— Stated problem —
Read the text on the album These Eyes Before below. For each statement, answer yes or no, and quote the exact words of the text that decide it: (a) the album was recorded in Los Angeles; (b) Release Magazine gave the album seven out of ten; (c) it is the first cover album by Collide.

— Supplied passage —
########################################

Studio album of cover songs by Collide
- Released: October 31, 2009
- Recorded: 2008 – 2009
- Studio: Noiseplus (Los Angeles, California)
- Genre: Darkwave; industrial;
- Length: 43:22
- Label: Noiseplus
- Producer: Statik

Collide chronology
| Not Forgotten (2008) | These Eyes Before (2009) | Counting to Zero (2011) |

= These Eyes Before =

These Eyes Before is the first cover album by Collide, released on October 31, 2009, by Noiseplus Music.

==Reception==
Addicted to Media claimed These Eyes Before "gives the feeling of hearing these songs for the first time and falling in love with them all over again" and that the band's "respect for the artists and the songs they covered is evident and the production of the songs is flawless." Release Magazine gave the album six out of ten and said "Collide have developed their own sexy, slow, groovy sound over the years, and manage to keep that throughout, keeping it interesting" but that "they always slow the songs down, which means that some songs lose their energy in the process."

########################################

— Listed records —
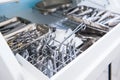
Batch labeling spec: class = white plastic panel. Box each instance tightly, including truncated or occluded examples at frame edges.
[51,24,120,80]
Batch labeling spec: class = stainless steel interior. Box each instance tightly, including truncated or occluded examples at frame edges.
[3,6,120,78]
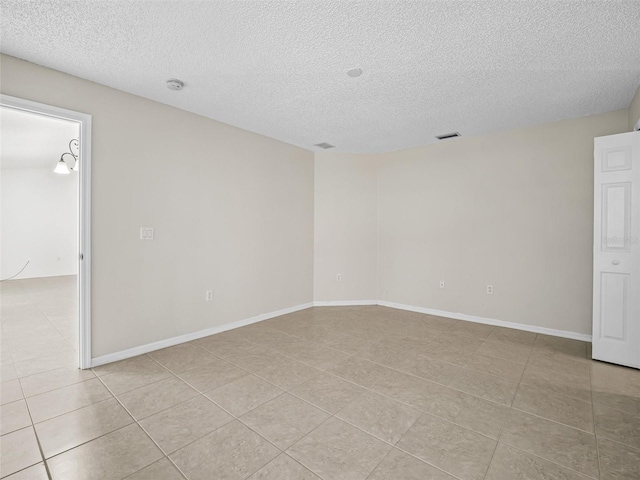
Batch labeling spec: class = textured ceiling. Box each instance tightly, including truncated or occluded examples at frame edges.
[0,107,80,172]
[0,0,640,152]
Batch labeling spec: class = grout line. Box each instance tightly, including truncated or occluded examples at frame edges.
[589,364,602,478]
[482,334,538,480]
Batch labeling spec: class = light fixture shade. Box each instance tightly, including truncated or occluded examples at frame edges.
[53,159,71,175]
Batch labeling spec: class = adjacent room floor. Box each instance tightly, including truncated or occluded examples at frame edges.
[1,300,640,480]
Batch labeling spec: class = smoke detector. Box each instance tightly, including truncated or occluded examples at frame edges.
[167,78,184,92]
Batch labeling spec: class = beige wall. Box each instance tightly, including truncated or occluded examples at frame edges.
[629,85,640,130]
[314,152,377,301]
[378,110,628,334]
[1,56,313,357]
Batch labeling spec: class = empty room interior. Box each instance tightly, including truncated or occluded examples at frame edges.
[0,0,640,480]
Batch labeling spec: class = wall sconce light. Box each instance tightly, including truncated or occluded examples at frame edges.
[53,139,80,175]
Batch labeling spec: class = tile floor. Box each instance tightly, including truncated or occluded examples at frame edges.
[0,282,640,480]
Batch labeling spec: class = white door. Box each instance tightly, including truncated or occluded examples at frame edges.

########################################

— Correct answer —
(a) Yes: "Studio: Noiseplus (Los Angeles, California)"
(b) No: "Release Magazine gave the album six out of ten"
(c) Yes: "These Eyes Before is the first cover album by Collide"